Could you give the data below again, exactly and completely?

'''

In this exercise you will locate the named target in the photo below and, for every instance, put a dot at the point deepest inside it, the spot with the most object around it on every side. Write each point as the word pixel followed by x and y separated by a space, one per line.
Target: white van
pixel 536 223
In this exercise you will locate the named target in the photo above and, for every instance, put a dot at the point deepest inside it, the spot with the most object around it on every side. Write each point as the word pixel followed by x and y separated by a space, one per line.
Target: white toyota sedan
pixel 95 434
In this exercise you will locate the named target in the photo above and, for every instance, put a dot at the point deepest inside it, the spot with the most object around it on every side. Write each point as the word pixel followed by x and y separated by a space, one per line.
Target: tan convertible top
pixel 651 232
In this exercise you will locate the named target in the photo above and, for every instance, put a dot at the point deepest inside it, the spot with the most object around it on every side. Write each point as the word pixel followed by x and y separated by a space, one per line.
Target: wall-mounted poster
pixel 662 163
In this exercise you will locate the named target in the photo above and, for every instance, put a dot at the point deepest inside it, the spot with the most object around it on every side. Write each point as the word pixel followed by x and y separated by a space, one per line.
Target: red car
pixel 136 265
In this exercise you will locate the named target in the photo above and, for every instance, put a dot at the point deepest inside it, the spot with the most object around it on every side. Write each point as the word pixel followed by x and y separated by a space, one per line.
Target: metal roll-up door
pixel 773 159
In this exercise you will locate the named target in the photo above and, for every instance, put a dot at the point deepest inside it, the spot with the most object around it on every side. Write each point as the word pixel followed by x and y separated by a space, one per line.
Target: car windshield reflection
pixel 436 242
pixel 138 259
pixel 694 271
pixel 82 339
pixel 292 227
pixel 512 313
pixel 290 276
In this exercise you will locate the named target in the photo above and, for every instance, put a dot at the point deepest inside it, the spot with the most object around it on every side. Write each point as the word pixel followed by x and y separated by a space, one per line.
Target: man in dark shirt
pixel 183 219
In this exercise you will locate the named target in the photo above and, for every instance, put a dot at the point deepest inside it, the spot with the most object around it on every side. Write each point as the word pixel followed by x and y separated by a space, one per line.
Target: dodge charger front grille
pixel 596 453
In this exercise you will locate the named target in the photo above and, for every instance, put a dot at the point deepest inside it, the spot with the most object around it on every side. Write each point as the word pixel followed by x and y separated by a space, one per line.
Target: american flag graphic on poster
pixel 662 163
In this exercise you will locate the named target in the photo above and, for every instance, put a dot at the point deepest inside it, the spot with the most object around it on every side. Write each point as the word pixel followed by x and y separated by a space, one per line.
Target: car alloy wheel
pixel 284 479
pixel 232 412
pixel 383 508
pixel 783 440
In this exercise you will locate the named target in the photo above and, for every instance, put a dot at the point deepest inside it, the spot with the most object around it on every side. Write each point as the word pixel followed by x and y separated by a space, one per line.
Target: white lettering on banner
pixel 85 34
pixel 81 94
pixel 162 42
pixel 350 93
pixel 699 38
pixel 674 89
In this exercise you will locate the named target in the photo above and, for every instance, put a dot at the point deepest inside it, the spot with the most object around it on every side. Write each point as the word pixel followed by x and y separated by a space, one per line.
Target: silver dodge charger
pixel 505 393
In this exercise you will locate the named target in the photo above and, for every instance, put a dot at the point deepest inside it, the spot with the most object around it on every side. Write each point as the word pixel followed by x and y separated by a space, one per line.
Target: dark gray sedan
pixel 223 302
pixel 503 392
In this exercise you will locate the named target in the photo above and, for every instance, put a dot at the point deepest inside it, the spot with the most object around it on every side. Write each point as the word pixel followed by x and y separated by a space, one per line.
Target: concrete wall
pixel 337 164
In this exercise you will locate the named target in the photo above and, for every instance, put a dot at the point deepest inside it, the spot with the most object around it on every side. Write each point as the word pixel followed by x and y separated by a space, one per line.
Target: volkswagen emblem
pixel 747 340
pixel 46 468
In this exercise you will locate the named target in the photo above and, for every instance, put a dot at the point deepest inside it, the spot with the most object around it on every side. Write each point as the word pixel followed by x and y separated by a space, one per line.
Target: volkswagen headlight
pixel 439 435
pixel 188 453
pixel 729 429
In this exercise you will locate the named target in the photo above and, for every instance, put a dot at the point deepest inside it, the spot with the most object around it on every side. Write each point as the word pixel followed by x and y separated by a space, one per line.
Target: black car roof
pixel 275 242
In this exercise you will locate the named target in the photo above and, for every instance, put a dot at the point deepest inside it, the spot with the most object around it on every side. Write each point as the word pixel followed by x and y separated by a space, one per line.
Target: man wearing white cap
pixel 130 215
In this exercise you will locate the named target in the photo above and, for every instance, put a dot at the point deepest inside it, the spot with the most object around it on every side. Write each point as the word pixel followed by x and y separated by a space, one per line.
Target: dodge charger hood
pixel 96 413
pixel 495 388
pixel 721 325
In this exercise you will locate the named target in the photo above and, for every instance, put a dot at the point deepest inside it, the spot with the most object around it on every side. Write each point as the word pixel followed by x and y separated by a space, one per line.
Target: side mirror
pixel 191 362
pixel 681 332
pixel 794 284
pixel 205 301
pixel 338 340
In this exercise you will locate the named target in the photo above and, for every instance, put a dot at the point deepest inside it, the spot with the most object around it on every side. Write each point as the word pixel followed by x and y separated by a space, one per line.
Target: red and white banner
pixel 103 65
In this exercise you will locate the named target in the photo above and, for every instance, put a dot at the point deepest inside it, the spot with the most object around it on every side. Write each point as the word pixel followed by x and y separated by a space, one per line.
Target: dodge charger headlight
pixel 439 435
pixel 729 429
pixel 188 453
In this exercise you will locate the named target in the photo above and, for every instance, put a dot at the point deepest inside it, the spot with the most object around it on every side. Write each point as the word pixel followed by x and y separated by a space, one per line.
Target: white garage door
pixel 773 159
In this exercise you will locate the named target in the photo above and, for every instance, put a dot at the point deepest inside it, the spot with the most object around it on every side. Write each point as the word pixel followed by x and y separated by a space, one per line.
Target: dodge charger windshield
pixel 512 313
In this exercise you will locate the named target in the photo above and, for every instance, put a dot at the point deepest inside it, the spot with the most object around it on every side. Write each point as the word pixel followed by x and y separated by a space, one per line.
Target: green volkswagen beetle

'''

## Solution below
In this exercise you will locate the named target in the photo below and, for every instance, put a dot at the point deepest inside it, the spot with the most object around it on every side. Write each point as the word pixel followed by x and y separated by a space, one per line.
Target: white van
pixel 536 223
In this exercise you will locate the named target in the photo above and, for every instance, put a dot at the point deepest inside it, the spot with the most object around it on every side. Write each point as the word pixel followed by x and y separated by a space, one per line.
Target: white toyota sedan
pixel 95 434
In this exercise you will locate the named target in the photo above and, for every instance, put a dot at the point deepest inside it, the spot with the most object around it on every side. Write each point as the word pixel followed by x and y separated by a space, one per line.
Target: tan convertible top
pixel 651 232
In this exercise you will locate the named target in the photo above and, for every instance, put a dot at the point deepest inside it, the spot with the most object around it on every side. Write each point as the word pixel followed by x and y separated by a space, one per line.
Target: wall-mounted poster
pixel 662 163
In this exercise you will locate the named target in the photo above and, for every instance, put a dot at the point deepest inside it, the spot with the most object around it on every side. Write each point as the word pixel followed by x and y separated by a space, one per line.
Target: red car
pixel 136 265
In this exercise you will locate the named target in the photo above and, for every instance, put a dot at the point deepest inside it, the spot with the most object around it on every side. Write each point as the word pixel followed by x and y separated by a space, one per line.
Target: metal roll-up door
pixel 773 159
In this exercise you will locate the named target in the photo above and, for every instance, put a dot at the point deepest inside it, the spot with the most object around it on every side. Write each point as the word pixel followed by x and y separated by a space, one per line.
Target: car windshield reflection
pixel 436 242
pixel 138 259
pixel 694 271
pixel 82 339
pixel 292 227
pixel 512 313
pixel 290 276
In this exercise you will locate the named target in the photo above and, for every instance, put a dot at the point deepest inside it, the spot with the most object around it on every side. Write each point as the word pixel followed by x and y separated by a space, one per line.
Target: man in dark shirt
pixel 183 219
In this exercise you will locate the named target in the photo above and, for every instance, put a dot at the point deepest inside it, the spot with the most object around it on every side. Write each point as the word pixel followed by x and y separated by a space, one per line.
Target: dodge charger front grille
pixel 596 453
In this exercise you will locate the named target in the photo above and, for every instance, put a dot at the point deepest inside it, the spot with the most object around it on every side. Write each point as the word pixel followed by x and y separated by a space, one per line.
Target: american flag graphic on poster
pixel 662 163
In this exercise you will locate the named target in the photo above and, for every instance, put a dot at the point deepest inside it, the spot with the most object around it on every side. Write each point as the word pixel followed by x and y separated by a space, one per line.
Target: car alloy wheel
pixel 284 479
pixel 232 412
pixel 383 508
pixel 783 440
In this exercise you will locate the named target in the photo above and, for every instance, put a dot at the point deepest inside it, the spot with the most object around it on every side. Write each point as the word pixel followed by x and y separated by a space, one per line.
Target: white lettering on banner
pixel 85 34
pixel 81 94
pixel 162 42
pixel 350 93
pixel 699 38
pixel 674 89
In this exercise you will locate the named target in the photo above and, for every instance, put a dot at the point deepest inside it, the spot with the most object around it on every side. Write each point as the word pixel followed by x and y separated by a space, one per line.
Target: silver dodge charger
pixel 505 393
In this exercise you will locate the named target in the photo above and, for every instance, put a dot at the point deepest inside it, the spot with the most object around it on every side. Write each point as the word pixel followed by x and y separated by a space, one per line.
Target: dark gray sedan
pixel 223 302
pixel 503 392
In this exercise you will locate the named target in the photo above and, for every instance, put a dot at the point deepest inside it, the spot with the most object around it on every side. Write each point as the word pixel followed by x and y separated by a space, one per line.
Target: concrete wall
pixel 337 164
In this exercise you will locate the named target in the photo above and, for every instance, put a dot at the point deepest inside it, the spot with the most object around it on every side. Write each point as the word pixel followed by x and y separated by a space, one per line.
Target: volkswagen emblem
pixel 747 340
pixel 46 468
In this exercise you will locate the named target in the photo above and, for every instance, put a dot at the point deepest inside it, the spot with the most object around it on every side. Write each point as the word pixel followed by x and y separated by a space, one per line.
Target: volkswagen headlight
pixel 439 435
pixel 188 453
pixel 729 429
In this exercise you will locate the named target in the photo above and, for every instance, put a dot at the point deepest inside it, the spot with the most object around it on every side. Write each point as the word pixel followed by x and y separated by a space, one per line.
Target: black car roof
pixel 275 242
In this exercise you will locate the named target in the photo above and, for every instance, put a dot at the point deepest inside it, the spot with the most object around it on every side. Write each point as the word pixel followed by x and y separated by a space, one per line.
Target: man wearing white cap
pixel 130 215
In this exercise you will locate the named target in the photo above and, for every instance, put a dot at the point deepest inside it, the spot with the most object around it on every side. Write each point as the word pixel followed by x and y separated by a space, one per line.
Target: dodge charger hood
pixel 96 413
pixel 495 388
pixel 721 325
In this exercise you will locate the named target in the photo above and, for every instance, put a dot at the point deepest inside it, the spot with the most object around it on every side. Write each point as the word pixel followed by x and y separated by a space, one per line.
Target: side mirror
pixel 191 362
pixel 681 332
pixel 794 284
pixel 205 301
pixel 338 340
In this exercise you will locate the named target in the photo above and, for every instance, put a dot at the point deepest inside it, the spot with the most object around it on every side. Write each point as the word pixel followed by x and y separated by a space, one per line.
Target: red and white banner
pixel 103 65
In this exercise you will locate the named target in the photo above and, for every instance, put a dot at the point deepest inside it, the spot with the most object around it on every side. Write each point as the word pixel followed by x and y separated by a space, one per line.
Target: dodge charger headlight
pixel 439 435
pixel 729 429
pixel 188 453
In this exercise you will locate the named target in the photo above and, for every instance, put a dot at the point deepest inside it, the spot with the most object around it on every side. Write each point as the word pixel followed by x and y separated by a space, one per line.
Target: white garage door
pixel 773 159
In this exercise you will locate the named target in the photo above and, for every instance, put a dot at the point deepest inside it, the spot with the most object around it on every side. Write each point as the word pixel followed by x and y separated by a space, one per line.
Target: dodge charger windshield
pixel 512 313
In this exercise you will locate the named target in the photo above and, for every instance, put a dot at the point deepest inside it, the spot with the most object around it on every side. Write each point as the word pixel followed by x and y separated by a space, one per line.
Target: green volkswagen beetle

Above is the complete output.